- [Excerpts of pointing data]:
---------------

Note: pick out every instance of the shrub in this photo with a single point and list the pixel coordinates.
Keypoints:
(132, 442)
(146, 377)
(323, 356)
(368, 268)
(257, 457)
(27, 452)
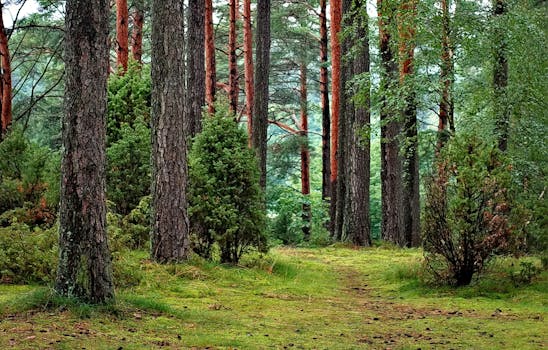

---------------

- [TASK PROMPT]: Rewrite the data above, putting "bush" wherever "shrub" appears and changing nothing else. Leave the pictures out of your version.

- [ANSWER]:
Note: pick out every instance of the bush in this photo with a single point and list the pixel coordinates.
Keypoints:
(132, 442)
(146, 377)
(323, 356)
(368, 268)
(257, 457)
(27, 452)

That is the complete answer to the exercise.